■ DOCUMENT PASSAGE
# # # # #

Phenylalanine    Phenylalanine is an essential amino acid, which means that it is essential to human health but cannot be manufactured by the body. For this reason, phenylalanine must be obtained from food. Amino acids are the building blocks of protein. It is available in three chemical forms: L-phenylalanine, the natural form of phenylalanine found in proteins throughout the body; (2) D-phenylalanine, a mirror image of L-phenylalanine that is synthesized in a laboratory; and (3) DL-phenylalanine, a combination of the previous two forms. The body converts phenylalanine into tyrosine, another amino acid essential for making proteins, certain brain chemicals, and thyroid hormones. Symptoms of phenylalanine deficiency include confusion, lack of energy, decreased alertness, decreased memory, and diminished appetite.

Proline    Proline is biosynthetically derived from the amino acid L-glutamate and its direct precursor is the real amino acid (S)-Δ1-pyrroline-5-carboxylate (P5C). Proline and its derivatives are often used as asymmetric catalysts in organic reactions. The CBS reduction or proline catalysed aldol condensation are prominent examples. Proline has a sweet flavor with a distinct aftertaste. Proline also causes slight irritation to the tongue not unlike Sichuan Pepper.

Serine   Serine is required for the metabolism of fat, tissue growth and the immune system as it assists in the production of immunoglobulins and antibodies. Some derivatives (e.g. ethanolamine) are also important components of the phospholipids found in biological membranes.  It is a constituent of brain proteins and nerve coverings and is also important in the formation of cell membranes, involved in the metabolism of purines and pyrimidines, and muscle synthesis. It is also used in cosmetics as a skin moisturizer.

Threonine     Threonine is an essential amino acid that promotes normal growth by helping to maintain the proper protein balance in the body. Threonine also supports cardiovascular, liver, central nervous, and immune system function.  Threonine is needed to create glycine and serine, two amino acids that are necessary for the production of collagen, elastin, and muscle tissue. Threonine helps keep connective tissues and muscles throughout the body strong and elastic, including the heart, where it is found in significant amounts. It also helps build strong bones and tooth enamel, and may speed wound healing or recovery from injury.

Tryptophan     For humans and many other organisms Tryptophan is an essential amino acid. This means that it cannot be synthesized by the organism and therefore must be part of its diet. Amino acids function as building blocks in protein biosynthesis. Tryptophan is a precursor for serotonin (a neurotransmitter), melatonin (a neurohormone), and niacin. The functional group of tryptophan is indol. Tryptophan has also been indicated as an aid for schizophrenic. patients

Tyrosine    Tyrosine is a nonessential amino acid that is synthesized in the body from phenylalanine. As a building block for several important brain chemicals, tyrosine is needed to make epinephrine, norepinephrine, serotonin, and dopamine, all of which work to regulate mood. Deficiencies in tyrosine, therefore, have been associated with depression. Tyrosine also aids in the production of melanin (pigment responsible for hair and skin color) and in the function of organs in the body responsible for making and regulating hormones, including the adrenal, thyroid, and pituitary glands. Tyrosine is also involved in the synthesis of enkephalins, substances that have pain-relieving effects in the body.  Low levels of tyrosine have been associated with low blood pressure, low body temperature, and an under active thyroid. This does not mean, however, t taking tyrosine supplements will avoid these particular circumstances.

# # # # #

■ DATA TO EXAMINE
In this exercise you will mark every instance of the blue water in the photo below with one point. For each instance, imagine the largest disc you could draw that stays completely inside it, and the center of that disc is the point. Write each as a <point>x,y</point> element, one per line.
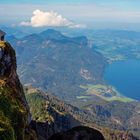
<point>125,76</point>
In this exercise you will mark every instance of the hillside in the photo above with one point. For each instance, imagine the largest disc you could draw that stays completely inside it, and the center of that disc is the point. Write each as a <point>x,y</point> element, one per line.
<point>14,111</point>
<point>15,117</point>
<point>50,107</point>
<point>61,64</point>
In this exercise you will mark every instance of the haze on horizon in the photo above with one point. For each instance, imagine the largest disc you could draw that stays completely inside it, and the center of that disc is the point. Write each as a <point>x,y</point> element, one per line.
<point>74,13</point>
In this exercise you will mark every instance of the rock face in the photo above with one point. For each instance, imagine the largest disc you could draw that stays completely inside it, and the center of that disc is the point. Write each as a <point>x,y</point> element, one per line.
<point>14,111</point>
<point>79,133</point>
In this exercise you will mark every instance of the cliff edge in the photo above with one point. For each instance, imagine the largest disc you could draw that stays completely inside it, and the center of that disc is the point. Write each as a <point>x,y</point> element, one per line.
<point>14,110</point>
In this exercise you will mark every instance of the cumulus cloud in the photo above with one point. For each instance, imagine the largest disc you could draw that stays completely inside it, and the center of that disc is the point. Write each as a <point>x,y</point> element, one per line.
<point>44,18</point>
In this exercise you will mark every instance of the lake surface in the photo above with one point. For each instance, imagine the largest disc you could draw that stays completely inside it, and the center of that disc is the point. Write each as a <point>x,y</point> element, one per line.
<point>125,76</point>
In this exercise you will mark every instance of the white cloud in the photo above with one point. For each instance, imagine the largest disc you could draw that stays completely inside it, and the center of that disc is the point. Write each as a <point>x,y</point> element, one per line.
<point>44,18</point>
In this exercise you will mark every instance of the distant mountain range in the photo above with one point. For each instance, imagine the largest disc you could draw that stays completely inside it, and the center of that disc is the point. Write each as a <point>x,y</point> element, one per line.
<point>106,117</point>
<point>71,69</point>
<point>57,63</point>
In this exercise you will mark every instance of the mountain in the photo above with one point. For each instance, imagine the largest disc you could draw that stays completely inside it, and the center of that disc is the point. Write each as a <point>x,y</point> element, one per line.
<point>61,64</point>
<point>46,108</point>
<point>15,118</point>
<point>14,110</point>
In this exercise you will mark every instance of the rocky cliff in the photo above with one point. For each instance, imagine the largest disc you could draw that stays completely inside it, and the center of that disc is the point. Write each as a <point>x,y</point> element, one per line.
<point>15,118</point>
<point>14,110</point>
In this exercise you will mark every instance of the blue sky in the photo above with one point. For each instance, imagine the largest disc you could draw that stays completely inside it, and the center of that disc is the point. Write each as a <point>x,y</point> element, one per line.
<point>86,12</point>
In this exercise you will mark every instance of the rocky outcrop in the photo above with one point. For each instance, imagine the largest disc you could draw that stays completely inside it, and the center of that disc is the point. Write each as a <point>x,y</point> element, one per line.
<point>14,110</point>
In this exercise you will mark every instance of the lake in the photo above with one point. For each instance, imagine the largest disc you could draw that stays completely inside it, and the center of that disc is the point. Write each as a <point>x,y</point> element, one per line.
<point>125,76</point>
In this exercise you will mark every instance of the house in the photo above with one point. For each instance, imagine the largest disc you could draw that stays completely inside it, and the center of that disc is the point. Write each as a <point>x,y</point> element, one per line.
<point>2,35</point>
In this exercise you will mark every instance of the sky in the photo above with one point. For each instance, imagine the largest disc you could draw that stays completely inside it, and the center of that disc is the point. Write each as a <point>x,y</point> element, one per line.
<point>73,13</point>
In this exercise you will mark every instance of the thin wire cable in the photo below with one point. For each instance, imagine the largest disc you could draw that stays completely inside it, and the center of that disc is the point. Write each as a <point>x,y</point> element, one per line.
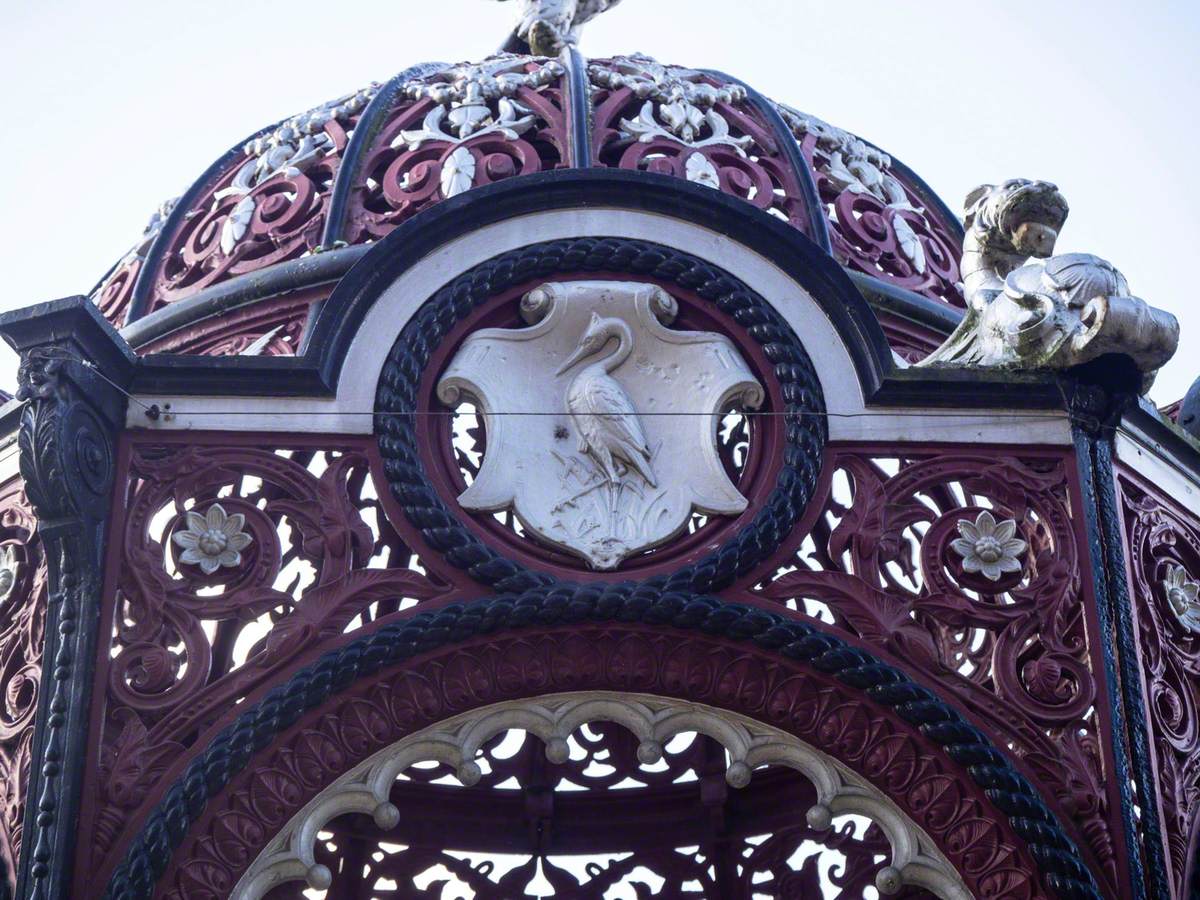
<point>155,411</point>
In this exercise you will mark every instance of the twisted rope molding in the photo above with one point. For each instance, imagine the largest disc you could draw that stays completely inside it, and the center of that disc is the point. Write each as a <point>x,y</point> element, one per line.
<point>149,855</point>
<point>801,389</point>
<point>366,789</point>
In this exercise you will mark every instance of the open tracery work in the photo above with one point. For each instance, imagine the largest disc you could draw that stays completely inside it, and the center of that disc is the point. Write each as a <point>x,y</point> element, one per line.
<point>237,562</point>
<point>967,567</point>
<point>617,796</point>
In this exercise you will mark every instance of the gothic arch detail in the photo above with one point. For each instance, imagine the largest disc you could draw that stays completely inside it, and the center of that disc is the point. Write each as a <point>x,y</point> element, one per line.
<point>653,721</point>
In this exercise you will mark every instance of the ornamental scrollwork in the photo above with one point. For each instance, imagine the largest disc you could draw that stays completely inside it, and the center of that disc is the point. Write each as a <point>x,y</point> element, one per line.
<point>877,225</point>
<point>235,562</point>
<point>66,457</point>
<point>456,129</point>
<point>268,207</point>
<point>23,598</point>
<point>967,567</point>
<point>583,726</point>
<point>678,121</point>
<point>1163,543</point>
<point>375,715</point>
<point>115,292</point>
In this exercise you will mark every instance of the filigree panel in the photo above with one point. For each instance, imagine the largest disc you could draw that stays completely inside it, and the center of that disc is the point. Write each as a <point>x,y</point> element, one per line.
<point>967,567</point>
<point>1163,544</point>
<point>268,207</point>
<point>877,223</point>
<point>23,598</point>
<point>235,562</point>
<point>268,328</point>
<point>678,121</point>
<point>580,815</point>
<point>462,127</point>
<point>371,717</point>
<point>115,292</point>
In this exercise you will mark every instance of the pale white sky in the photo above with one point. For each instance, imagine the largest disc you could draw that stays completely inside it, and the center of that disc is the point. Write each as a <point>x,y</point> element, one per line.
<point>112,107</point>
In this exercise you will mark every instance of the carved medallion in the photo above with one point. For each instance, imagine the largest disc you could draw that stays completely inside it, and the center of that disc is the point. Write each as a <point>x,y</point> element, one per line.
<point>601,421</point>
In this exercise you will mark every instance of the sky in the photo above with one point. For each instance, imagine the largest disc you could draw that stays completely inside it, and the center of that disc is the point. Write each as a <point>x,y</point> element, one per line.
<point>112,107</point>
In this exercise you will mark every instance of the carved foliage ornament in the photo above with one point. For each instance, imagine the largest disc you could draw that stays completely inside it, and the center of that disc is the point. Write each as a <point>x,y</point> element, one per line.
<point>600,419</point>
<point>1027,309</point>
<point>1183,597</point>
<point>988,546</point>
<point>291,856</point>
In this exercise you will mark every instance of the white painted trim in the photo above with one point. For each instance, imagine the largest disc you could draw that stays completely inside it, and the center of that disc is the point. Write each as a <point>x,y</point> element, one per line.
<point>349,412</point>
<point>553,718</point>
<point>1149,460</point>
<point>10,460</point>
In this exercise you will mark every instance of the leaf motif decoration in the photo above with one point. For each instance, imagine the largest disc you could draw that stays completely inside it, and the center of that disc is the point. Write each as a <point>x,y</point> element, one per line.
<point>457,173</point>
<point>702,172</point>
<point>910,245</point>
<point>235,226</point>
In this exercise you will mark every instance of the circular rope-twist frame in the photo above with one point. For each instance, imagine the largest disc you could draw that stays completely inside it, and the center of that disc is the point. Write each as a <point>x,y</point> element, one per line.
<point>231,751</point>
<point>804,425</point>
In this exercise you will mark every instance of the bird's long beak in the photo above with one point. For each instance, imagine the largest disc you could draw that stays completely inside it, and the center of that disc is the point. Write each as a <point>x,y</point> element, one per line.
<point>580,353</point>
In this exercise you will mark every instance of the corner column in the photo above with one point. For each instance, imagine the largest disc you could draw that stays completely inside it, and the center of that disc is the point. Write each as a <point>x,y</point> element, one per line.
<point>73,370</point>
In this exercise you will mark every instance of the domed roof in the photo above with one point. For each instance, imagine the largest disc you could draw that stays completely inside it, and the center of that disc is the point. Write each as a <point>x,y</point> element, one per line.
<point>301,198</point>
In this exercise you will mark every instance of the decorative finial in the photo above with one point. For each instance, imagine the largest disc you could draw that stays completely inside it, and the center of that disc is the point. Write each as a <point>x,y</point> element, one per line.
<point>546,27</point>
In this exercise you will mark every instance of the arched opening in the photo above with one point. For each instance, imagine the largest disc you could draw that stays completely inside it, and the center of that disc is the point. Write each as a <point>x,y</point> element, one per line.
<point>606,796</point>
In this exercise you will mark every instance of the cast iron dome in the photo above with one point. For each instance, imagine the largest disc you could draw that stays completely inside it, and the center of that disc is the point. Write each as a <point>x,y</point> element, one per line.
<point>241,261</point>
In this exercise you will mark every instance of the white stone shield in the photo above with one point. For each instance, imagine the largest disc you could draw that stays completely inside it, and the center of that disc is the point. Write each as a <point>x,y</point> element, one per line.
<point>601,421</point>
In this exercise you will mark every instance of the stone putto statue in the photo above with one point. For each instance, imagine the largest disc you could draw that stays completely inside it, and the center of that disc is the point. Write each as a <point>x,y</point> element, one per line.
<point>1027,309</point>
<point>549,25</point>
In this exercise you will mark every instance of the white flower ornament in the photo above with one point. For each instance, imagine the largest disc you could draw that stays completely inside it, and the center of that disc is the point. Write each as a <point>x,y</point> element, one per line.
<point>989,547</point>
<point>1183,598</point>
<point>214,539</point>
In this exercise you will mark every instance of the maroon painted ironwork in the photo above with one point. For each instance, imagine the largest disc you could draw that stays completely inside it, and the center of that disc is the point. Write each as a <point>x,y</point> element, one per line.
<point>909,340</point>
<point>863,228</point>
<point>23,599</point>
<point>625,658</point>
<point>397,181</point>
<point>677,831</point>
<point>186,646</point>
<point>1161,538</point>
<point>114,294</point>
<point>759,172</point>
<point>268,204</point>
<point>269,328</point>
<point>330,557</point>
<point>1021,655</point>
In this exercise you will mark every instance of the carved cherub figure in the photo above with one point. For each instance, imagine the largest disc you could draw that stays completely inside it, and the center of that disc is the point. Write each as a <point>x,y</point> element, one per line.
<point>549,25</point>
<point>1027,309</point>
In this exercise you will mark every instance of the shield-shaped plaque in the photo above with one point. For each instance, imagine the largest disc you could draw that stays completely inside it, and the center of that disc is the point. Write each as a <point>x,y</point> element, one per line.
<point>601,420</point>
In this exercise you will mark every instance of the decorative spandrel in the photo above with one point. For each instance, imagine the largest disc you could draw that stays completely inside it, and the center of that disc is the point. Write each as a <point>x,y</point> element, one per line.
<point>601,421</point>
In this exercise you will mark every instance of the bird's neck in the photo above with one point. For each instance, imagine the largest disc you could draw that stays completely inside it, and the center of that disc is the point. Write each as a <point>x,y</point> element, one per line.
<point>624,346</point>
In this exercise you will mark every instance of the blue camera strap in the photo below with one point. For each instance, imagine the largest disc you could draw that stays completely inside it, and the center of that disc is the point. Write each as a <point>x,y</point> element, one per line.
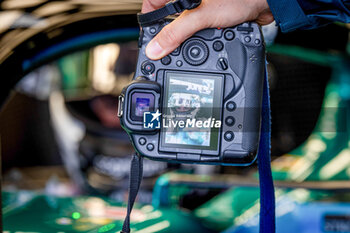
<point>267,191</point>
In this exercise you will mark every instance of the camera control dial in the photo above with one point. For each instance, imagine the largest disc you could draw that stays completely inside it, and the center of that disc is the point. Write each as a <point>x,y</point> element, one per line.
<point>195,52</point>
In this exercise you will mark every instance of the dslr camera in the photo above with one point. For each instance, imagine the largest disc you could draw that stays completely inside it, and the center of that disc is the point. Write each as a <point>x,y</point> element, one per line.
<point>201,103</point>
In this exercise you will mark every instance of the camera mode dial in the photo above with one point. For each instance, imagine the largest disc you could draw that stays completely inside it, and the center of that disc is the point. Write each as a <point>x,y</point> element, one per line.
<point>195,52</point>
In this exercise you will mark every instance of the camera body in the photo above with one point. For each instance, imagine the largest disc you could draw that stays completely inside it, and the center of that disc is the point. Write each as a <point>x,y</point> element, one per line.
<point>200,104</point>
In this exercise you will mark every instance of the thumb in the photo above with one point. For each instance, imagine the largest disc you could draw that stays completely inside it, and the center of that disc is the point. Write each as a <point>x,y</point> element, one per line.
<point>173,34</point>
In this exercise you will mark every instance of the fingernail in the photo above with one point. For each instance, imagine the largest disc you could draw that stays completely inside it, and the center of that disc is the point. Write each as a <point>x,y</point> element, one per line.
<point>154,50</point>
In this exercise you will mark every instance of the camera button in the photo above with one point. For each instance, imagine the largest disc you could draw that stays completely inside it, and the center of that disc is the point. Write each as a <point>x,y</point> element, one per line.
<point>229,35</point>
<point>229,136</point>
<point>165,60</point>
<point>142,141</point>
<point>176,51</point>
<point>150,147</point>
<point>222,63</point>
<point>231,106</point>
<point>230,121</point>
<point>147,67</point>
<point>218,46</point>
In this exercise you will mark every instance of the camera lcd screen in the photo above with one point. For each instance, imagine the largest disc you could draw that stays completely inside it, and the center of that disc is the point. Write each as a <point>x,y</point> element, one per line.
<point>142,105</point>
<point>192,110</point>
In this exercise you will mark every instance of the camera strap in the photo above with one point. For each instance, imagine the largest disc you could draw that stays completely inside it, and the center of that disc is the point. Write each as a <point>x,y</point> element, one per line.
<point>171,8</point>
<point>135,177</point>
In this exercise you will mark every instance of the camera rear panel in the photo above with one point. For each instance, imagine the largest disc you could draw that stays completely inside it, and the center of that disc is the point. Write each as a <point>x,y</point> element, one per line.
<point>229,63</point>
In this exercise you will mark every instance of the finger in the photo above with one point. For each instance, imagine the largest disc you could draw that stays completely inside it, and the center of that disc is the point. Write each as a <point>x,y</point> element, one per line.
<point>151,5</point>
<point>172,35</point>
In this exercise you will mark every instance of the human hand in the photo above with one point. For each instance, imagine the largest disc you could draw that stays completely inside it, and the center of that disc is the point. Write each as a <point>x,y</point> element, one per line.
<point>210,14</point>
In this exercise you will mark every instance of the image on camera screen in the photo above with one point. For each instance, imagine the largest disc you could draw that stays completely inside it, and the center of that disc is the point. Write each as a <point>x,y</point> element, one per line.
<point>190,104</point>
<point>142,105</point>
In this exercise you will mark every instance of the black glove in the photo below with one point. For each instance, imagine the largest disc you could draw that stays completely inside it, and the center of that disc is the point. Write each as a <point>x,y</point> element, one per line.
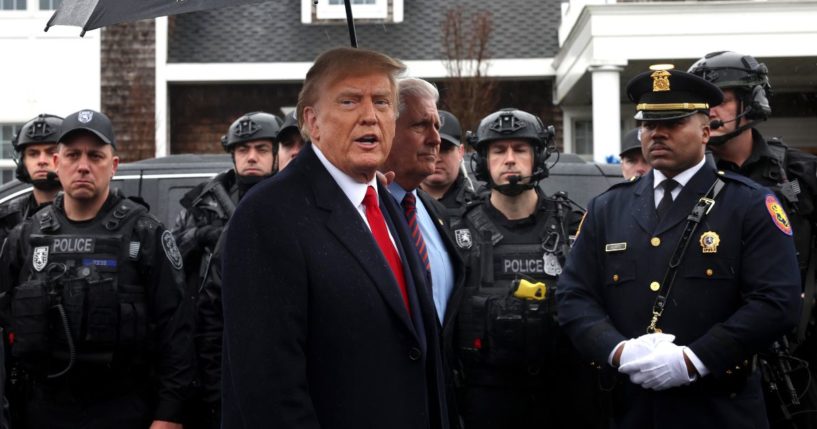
<point>208,235</point>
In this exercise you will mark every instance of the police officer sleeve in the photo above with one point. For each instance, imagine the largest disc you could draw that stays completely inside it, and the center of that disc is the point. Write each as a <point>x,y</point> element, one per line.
<point>580,307</point>
<point>769,287</point>
<point>265,303</point>
<point>210,327</point>
<point>172,316</point>
<point>10,263</point>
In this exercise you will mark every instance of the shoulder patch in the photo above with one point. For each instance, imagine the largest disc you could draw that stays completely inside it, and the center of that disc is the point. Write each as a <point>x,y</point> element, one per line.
<point>171,250</point>
<point>581,224</point>
<point>463,238</point>
<point>778,215</point>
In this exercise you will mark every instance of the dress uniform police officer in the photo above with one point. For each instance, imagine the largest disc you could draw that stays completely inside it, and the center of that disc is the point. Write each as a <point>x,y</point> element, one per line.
<point>34,146</point>
<point>792,174</point>
<point>679,278</point>
<point>632,160</point>
<point>252,142</point>
<point>290,141</point>
<point>515,365</point>
<point>100,325</point>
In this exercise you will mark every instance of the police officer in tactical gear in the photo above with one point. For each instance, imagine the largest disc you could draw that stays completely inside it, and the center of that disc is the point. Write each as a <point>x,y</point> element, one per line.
<point>515,364</point>
<point>34,147</point>
<point>252,142</point>
<point>100,324</point>
<point>632,160</point>
<point>792,174</point>
<point>449,183</point>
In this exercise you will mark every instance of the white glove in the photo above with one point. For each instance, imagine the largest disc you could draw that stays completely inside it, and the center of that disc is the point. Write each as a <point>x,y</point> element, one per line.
<point>637,348</point>
<point>662,369</point>
<point>657,338</point>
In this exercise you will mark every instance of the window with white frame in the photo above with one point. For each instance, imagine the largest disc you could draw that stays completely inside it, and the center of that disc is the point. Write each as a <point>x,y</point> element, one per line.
<point>13,4</point>
<point>50,4</point>
<point>334,11</point>
<point>6,150</point>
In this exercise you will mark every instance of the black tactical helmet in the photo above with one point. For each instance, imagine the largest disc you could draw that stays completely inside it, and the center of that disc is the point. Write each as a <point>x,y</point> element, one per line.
<point>450,129</point>
<point>742,73</point>
<point>45,128</point>
<point>728,69</point>
<point>509,124</point>
<point>252,126</point>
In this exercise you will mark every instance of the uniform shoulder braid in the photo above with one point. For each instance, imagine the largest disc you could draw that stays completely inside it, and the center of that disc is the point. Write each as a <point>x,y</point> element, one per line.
<point>731,177</point>
<point>627,182</point>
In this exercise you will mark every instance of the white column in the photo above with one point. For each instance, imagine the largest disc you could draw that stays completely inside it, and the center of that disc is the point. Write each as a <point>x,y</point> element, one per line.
<point>162,144</point>
<point>606,112</point>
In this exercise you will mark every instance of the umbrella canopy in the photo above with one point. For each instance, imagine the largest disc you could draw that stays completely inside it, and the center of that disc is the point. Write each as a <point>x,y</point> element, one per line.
<point>93,14</point>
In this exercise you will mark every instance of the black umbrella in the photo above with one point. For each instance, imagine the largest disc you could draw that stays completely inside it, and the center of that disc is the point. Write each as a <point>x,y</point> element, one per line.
<point>93,14</point>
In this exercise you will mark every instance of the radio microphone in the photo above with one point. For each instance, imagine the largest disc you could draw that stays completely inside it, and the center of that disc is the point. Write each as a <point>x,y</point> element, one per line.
<point>717,123</point>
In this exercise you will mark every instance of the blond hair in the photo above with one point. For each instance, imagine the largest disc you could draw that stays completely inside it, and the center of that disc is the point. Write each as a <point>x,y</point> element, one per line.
<point>338,63</point>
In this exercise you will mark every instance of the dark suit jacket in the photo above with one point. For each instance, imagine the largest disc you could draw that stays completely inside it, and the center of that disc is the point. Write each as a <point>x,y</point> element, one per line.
<point>315,330</point>
<point>435,209</point>
<point>725,305</point>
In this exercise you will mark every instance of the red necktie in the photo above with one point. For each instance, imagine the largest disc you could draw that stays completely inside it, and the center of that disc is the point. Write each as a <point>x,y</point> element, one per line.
<point>381,234</point>
<point>410,206</point>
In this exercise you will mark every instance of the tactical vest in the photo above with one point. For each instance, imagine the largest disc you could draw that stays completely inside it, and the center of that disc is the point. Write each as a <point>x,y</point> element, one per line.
<point>495,328</point>
<point>81,299</point>
<point>774,176</point>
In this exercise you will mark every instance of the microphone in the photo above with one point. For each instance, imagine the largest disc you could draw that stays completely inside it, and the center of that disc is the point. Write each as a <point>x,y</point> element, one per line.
<point>513,180</point>
<point>717,123</point>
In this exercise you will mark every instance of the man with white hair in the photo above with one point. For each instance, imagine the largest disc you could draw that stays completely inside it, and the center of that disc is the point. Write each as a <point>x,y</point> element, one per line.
<point>412,158</point>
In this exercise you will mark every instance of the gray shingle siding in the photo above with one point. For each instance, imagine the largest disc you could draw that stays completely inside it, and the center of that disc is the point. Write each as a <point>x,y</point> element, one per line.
<point>272,32</point>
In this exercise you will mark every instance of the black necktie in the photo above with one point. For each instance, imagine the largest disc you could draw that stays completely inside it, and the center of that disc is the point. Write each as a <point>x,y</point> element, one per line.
<point>666,201</point>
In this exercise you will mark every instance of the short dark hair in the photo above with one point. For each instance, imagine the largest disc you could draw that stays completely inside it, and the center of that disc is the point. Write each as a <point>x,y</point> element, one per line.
<point>338,63</point>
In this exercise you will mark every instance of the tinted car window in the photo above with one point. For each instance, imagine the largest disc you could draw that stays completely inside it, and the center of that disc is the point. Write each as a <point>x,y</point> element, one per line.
<point>162,182</point>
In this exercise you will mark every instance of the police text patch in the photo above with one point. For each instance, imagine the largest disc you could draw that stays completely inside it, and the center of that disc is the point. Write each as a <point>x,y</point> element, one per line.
<point>72,245</point>
<point>520,264</point>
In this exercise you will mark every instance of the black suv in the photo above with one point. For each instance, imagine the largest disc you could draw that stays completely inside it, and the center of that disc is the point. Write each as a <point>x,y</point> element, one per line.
<point>163,181</point>
<point>160,181</point>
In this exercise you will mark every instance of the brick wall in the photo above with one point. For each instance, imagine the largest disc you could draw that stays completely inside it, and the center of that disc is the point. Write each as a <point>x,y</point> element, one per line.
<point>128,87</point>
<point>533,96</point>
<point>201,114</point>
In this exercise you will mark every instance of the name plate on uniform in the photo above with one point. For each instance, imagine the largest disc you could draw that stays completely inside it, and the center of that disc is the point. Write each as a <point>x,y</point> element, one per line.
<point>72,245</point>
<point>615,247</point>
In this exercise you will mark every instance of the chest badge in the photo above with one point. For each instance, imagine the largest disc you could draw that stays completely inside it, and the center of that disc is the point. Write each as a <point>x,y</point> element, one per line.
<point>463,238</point>
<point>710,241</point>
<point>40,258</point>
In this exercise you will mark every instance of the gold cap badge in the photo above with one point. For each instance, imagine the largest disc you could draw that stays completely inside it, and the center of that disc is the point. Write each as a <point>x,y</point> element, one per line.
<point>710,241</point>
<point>660,81</point>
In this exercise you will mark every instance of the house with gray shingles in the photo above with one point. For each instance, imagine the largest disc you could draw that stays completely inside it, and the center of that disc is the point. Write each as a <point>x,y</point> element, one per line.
<point>172,85</point>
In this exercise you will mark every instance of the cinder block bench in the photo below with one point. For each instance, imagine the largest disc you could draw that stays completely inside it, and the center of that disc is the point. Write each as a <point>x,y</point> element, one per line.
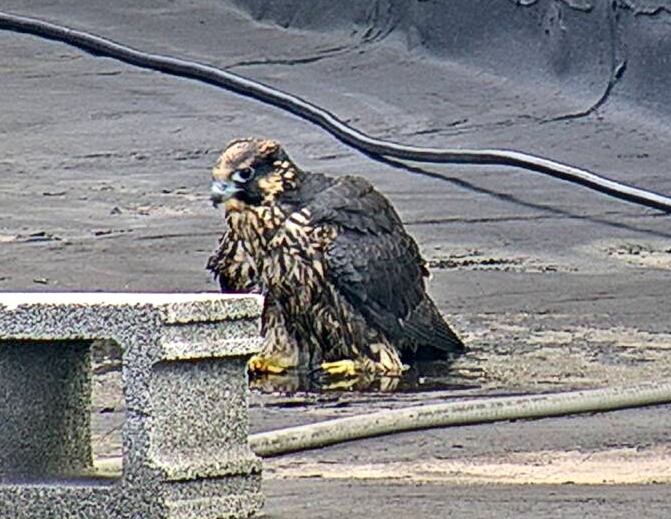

# # # # #

■ WHAT YOU HAVE TO DO
According to the passage on amino acids, what does the body convert phenylalanine into? The material is not needed for this.

■ PROBLEM SOLUTION
Tyrosine.